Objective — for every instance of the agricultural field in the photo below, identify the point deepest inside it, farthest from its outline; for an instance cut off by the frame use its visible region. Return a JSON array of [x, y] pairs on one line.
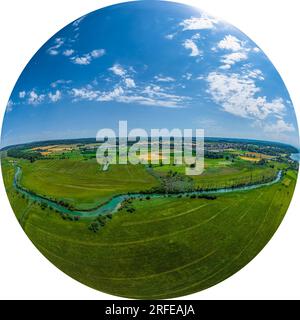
[[166, 238]]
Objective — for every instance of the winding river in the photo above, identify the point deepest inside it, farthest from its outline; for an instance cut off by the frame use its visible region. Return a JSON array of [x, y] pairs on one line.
[[114, 203]]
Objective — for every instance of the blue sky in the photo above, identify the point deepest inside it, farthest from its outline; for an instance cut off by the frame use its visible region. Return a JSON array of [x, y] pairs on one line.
[[157, 65]]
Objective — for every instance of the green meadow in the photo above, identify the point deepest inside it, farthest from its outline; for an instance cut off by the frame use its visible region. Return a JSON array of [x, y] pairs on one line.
[[167, 247], [82, 183], [150, 247]]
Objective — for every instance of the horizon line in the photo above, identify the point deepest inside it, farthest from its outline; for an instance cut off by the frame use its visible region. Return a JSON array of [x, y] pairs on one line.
[[86, 138]]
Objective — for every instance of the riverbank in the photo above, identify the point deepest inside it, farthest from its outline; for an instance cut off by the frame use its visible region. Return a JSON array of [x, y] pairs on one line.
[[114, 203]]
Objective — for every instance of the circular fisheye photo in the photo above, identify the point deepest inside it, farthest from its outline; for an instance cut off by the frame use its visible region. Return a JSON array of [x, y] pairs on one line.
[[149, 150]]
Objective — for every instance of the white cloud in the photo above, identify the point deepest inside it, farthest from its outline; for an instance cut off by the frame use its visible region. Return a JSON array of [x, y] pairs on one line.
[[238, 95], [255, 74], [77, 22], [54, 97], [230, 43], [34, 98], [204, 22], [161, 78], [115, 94], [22, 94], [84, 60], [189, 44], [196, 36], [118, 70], [232, 58], [129, 83], [88, 57], [187, 76], [85, 94], [9, 106], [54, 50], [225, 67], [68, 52], [60, 82], [279, 126], [170, 36]]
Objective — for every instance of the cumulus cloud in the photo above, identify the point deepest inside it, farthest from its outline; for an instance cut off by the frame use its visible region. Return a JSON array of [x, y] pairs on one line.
[[230, 43], [60, 82], [54, 50], [170, 36], [239, 96], [54, 97], [118, 70], [77, 22], [189, 44], [161, 78], [198, 23], [68, 52], [88, 57], [84, 94], [279, 126], [239, 51], [22, 94], [35, 98], [232, 58], [9, 106], [129, 83]]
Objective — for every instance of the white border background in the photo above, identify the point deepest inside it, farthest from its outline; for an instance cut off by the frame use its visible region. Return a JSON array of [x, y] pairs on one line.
[[26, 24]]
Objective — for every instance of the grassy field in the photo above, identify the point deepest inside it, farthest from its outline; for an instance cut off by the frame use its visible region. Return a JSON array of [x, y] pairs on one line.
[[82, 183], [168, 247], [221, 173]]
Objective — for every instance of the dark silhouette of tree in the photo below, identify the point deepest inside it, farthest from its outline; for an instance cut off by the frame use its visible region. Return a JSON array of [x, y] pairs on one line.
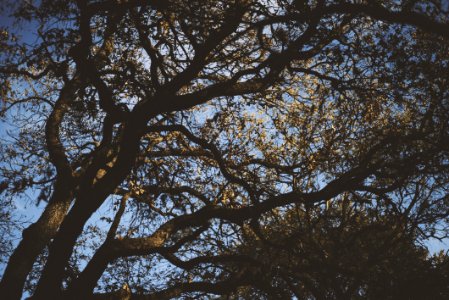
[[214, 133]]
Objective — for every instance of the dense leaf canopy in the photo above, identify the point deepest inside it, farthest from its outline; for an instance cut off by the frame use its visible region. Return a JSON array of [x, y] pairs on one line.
[[255, 149]]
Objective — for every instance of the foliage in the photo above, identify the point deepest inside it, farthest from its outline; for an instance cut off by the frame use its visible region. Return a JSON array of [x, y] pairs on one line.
[[239, 148]]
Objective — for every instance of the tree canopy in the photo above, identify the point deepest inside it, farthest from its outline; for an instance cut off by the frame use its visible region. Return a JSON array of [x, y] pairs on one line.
[[253, 149]]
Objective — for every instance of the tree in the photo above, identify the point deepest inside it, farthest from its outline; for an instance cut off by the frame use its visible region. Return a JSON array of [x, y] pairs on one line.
[[204, 125]]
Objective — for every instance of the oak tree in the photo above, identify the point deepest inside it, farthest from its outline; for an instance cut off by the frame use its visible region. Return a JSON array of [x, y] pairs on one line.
[[238, 148]]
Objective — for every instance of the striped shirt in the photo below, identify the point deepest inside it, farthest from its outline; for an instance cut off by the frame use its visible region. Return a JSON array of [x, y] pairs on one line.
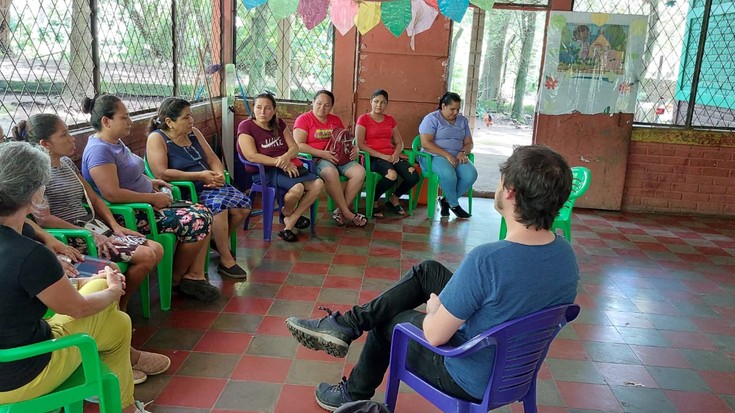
[[65, 193]]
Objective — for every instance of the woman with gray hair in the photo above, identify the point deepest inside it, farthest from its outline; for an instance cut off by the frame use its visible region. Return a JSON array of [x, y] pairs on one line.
[[33, 281]]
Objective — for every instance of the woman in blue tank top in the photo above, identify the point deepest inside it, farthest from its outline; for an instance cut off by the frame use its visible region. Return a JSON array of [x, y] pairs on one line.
[[176, 150]]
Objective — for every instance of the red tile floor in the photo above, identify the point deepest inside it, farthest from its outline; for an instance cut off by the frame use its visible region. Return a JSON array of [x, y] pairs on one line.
[[655, 334]]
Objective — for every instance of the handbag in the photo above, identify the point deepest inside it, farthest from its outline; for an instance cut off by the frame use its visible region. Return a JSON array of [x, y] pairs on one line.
[[95, 225], [340, 144]]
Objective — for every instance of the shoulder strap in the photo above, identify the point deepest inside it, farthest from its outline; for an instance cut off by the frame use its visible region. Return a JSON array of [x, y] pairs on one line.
[[86, 195]]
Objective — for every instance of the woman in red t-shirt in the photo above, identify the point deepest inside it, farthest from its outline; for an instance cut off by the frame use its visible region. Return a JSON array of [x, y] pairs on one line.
[[312, 131], [266, 139], [378, 135]]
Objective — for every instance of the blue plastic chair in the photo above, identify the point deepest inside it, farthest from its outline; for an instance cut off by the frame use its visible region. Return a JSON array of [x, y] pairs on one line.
[[272, 197], [521, 346]]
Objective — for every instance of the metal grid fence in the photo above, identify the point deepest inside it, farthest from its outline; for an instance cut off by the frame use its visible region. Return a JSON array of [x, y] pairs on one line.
[[686, 80], [282, 56], [54, 53]]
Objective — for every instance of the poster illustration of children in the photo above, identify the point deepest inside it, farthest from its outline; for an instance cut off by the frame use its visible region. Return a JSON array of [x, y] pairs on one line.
[[589, 48], [582, 36]]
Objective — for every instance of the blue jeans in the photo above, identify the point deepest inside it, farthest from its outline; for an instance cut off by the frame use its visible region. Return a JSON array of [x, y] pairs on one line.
[[453, 181]]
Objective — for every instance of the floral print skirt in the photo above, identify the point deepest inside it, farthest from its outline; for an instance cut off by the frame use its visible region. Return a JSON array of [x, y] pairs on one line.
[[189, 224]]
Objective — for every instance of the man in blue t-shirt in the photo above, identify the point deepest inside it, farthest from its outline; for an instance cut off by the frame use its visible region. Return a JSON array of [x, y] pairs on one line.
[[528, 271]]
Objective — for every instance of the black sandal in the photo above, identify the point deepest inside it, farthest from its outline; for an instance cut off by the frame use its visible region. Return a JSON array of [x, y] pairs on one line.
[[303, 223], [396, 209], [338, 217], [358, 221], [287, 235]]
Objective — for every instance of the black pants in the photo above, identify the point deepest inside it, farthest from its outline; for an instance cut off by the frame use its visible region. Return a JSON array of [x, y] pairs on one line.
[[379, 316], [409, 179]]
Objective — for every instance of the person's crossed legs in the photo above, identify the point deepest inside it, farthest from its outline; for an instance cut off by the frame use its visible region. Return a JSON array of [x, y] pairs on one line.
[[336, 331]]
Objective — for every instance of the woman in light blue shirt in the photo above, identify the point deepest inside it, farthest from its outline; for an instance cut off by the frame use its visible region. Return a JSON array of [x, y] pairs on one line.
[[445, 134]]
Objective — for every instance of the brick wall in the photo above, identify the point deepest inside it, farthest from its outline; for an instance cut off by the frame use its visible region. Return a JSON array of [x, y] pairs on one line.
[[680, 178]]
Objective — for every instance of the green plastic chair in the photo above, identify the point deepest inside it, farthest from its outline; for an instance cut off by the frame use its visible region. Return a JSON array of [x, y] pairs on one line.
[[194, 197], [432, 185], [330, 202], [128, 215], [582, 177], [372, 179], [92, 379], [168, 242]]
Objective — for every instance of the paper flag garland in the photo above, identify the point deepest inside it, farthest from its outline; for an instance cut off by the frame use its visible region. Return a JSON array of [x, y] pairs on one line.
[[396, 15], [454, 9], [251, 4], [312, 12], [433, 4], [283, 8], [422, 17], [343, 14], [368, 16]]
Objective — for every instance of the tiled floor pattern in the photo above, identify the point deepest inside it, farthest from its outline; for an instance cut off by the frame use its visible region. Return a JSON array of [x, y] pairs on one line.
[[656, 331]]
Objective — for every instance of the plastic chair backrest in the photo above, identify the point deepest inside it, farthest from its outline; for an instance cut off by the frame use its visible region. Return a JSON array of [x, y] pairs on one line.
[[416, 144], [581, 179], [520, 348], [96, 379]]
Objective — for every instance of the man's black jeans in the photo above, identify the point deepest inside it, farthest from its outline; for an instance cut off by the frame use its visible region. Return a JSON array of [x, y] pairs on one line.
[[379, 316]]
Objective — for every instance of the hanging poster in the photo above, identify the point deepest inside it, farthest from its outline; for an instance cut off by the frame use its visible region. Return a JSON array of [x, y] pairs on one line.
[[592, 63]]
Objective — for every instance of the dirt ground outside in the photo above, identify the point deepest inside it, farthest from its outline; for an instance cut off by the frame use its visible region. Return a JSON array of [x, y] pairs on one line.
[[493, 145]]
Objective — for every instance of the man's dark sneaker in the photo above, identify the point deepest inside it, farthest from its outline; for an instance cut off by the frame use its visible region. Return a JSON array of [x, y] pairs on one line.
[[459, 212], [324, 334], [331, 396], [444, 207]]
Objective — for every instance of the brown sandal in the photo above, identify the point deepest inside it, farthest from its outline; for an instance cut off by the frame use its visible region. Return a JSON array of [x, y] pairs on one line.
[[358, 221]]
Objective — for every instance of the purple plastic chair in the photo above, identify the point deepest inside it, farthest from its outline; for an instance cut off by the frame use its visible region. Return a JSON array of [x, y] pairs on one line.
[[272, 198], [521, 346]]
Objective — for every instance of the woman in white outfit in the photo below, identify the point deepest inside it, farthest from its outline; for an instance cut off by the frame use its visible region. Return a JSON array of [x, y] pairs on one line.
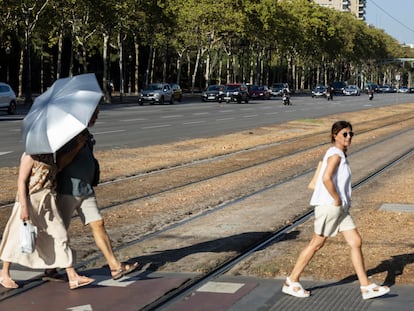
[[332, 200]]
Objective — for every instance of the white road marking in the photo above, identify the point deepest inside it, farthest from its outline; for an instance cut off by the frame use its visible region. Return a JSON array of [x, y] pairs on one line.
[[171, 116], [122, 282], [81, 308], [220, 287], [155, 126], [251, 116], [108, 132], [225, 119], [194, 122], [133, 120]]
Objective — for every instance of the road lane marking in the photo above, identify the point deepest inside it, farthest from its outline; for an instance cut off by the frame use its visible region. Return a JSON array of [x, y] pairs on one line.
[[81, 308], [133, 120], [108, 132], [220, 287], [155, 126], [200, 113], [171, 116], [225, 119], [194, 122]]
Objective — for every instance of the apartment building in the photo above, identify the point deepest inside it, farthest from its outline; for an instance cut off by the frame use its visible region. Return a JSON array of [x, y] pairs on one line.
[[356, 7]]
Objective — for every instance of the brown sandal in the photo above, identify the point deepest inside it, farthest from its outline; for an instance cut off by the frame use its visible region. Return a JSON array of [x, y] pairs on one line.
[[80, 281], [125, 269], [8, 283]]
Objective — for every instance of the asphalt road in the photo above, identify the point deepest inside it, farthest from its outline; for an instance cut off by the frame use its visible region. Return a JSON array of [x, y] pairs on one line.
[[127, 124]]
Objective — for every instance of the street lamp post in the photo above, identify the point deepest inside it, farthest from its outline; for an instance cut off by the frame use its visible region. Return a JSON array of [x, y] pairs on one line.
[[129, 73], [28, 90], [8, 51]]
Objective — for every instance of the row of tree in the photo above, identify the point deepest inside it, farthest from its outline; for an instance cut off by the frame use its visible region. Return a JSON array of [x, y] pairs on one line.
[[191, 42]]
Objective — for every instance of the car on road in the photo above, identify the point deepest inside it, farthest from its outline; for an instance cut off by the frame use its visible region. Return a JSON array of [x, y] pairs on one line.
[[212, 92], [338, 87], [277, 89], [319, 91], [177, 91], [234, 92], [8, 99], [387, 89], [159, 93], [403, 89], [258, 92], [352, 90]]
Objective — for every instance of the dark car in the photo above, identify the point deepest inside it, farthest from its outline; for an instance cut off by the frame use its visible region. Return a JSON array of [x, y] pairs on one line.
[[212, 92], [352, 90], [339, 87], [387, 89], [373, 87], [277, 89], [235, 92], [258, 92], [177, 91], [7, 98], [319, 91], [156, 93]]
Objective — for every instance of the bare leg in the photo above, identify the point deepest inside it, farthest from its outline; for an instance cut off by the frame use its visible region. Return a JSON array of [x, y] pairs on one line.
[[5, 278], [76, 280], [104, 244], [354, 240], [306, 256]]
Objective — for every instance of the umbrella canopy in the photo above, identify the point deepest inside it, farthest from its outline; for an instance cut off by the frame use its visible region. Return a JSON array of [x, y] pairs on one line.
[[60, 113]]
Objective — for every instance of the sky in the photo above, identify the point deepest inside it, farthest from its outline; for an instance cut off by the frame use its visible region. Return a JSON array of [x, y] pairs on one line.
[[396, 17]]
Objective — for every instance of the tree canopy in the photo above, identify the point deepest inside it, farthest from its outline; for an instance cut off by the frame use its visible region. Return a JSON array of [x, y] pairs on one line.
[[191, 42]]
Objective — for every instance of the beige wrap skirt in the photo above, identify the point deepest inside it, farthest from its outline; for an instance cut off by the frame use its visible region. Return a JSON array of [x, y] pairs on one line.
[[52, 244]]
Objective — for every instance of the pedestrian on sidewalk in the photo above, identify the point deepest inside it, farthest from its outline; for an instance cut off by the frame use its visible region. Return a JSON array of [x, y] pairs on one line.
[[75, 192], [332, 200], [35, 202]]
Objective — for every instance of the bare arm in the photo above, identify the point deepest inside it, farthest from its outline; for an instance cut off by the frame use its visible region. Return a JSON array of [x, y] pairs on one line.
[[25, 169], [333, 163]]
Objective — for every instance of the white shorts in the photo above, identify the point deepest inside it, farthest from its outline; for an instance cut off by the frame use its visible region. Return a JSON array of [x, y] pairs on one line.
[[331, 219], [86, 206]]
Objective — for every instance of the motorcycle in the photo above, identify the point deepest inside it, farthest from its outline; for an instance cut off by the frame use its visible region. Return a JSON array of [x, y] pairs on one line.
[[329, 95], [371, 95], [286, 99]]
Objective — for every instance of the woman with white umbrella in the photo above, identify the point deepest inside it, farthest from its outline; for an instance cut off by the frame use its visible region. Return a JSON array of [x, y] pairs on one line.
[[35, 202]]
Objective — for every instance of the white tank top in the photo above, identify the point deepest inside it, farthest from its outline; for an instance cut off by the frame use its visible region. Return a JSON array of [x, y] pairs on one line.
[[341, 179]]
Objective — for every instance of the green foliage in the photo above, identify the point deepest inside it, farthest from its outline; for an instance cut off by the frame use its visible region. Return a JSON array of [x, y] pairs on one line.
[[298, 30]]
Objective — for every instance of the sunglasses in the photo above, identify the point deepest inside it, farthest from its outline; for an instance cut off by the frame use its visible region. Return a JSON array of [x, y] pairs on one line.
[[345, 134]]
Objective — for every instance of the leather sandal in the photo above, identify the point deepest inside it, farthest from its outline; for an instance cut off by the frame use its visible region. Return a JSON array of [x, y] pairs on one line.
[[294, 289], [8, 283], [125, 269], [80, 282], [373, 290]]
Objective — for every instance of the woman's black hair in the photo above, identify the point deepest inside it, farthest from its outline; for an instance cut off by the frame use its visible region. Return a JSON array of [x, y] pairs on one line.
[[337, 127]]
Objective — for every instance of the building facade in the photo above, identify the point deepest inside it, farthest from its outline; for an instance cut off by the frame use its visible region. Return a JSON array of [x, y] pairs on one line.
[[356, 7]]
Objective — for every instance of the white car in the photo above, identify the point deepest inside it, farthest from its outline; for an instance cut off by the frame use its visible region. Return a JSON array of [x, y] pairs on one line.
[[159, 93], [352, 90], [7, 98]]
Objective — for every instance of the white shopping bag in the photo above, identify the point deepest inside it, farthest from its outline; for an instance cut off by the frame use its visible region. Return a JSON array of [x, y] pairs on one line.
[[28, 234]]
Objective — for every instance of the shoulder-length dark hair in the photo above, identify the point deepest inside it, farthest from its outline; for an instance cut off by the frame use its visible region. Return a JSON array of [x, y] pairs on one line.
[[337, 127]]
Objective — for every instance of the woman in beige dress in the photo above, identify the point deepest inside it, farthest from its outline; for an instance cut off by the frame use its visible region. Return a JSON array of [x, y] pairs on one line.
[[36, 202]]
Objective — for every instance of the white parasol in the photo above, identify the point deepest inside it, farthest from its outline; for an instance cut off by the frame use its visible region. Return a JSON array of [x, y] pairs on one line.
[[60, 113]]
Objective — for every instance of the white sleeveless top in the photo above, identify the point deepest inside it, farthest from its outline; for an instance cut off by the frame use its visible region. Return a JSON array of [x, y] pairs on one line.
[[341, 179]]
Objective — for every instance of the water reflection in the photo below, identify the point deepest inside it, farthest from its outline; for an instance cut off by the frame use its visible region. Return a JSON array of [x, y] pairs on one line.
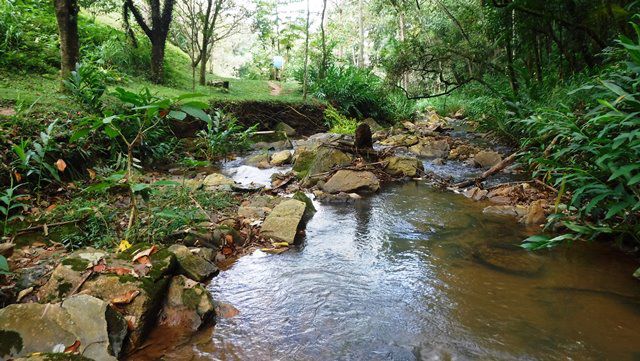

### [ACTION ITEM]
Begin at the line that contains "Objective — for every instance of the white shopping" and transcribe every line through the end of the listing, exactly as written. Omit the pictures.

### [RESULT OF THE TASK]
Objective — for every instance of the white shopping bag in the photo above, identify the point deepest inside it, farthest from its outline; for an instance cut off by the frame use its visible region. Return a JSON array of [x, y] pairs on one line.
[[28, 234]]
Objective — for every instance of the shoulder-length dark hair in the photo above, identify the point deepest inside it, farthest from its outline; for an instance cut off by the frame use its visible region. Return a JSON array of [x, y] pairs on one line.
[[337, 127]]
Objective — for every instance of the woman in beige dress in the photo above, identify the point deepest inside it, farthest from its outline; for an instance cut off by the frame use its visible region. Return a JSON array of [x, y] pairs on one line.
[[36, 202]]
Objective — for every instance of the white parasol in the photo above, identify the point deepest inside it, farthest from its outline; for an instance cut off by the frame use its visible region. Return a JSON array of [x, y] pairs on one line.
[[60, 113]]
Objective — for every instance of the white sleeveless top in the photo above, identify the point deepest inside it, farthest from its outline; for an instance cut off by the frame use its visible region. Return a JSON array of [x, y] pairs on one line.
[[341, 179]]
Objective — for every instance of the water reflection in the photo below, identify the point deepest inside it, farthest from its outline; for an instance cut off by the frame use its visible region. Return a JSON array of [x, y] pairs on one line.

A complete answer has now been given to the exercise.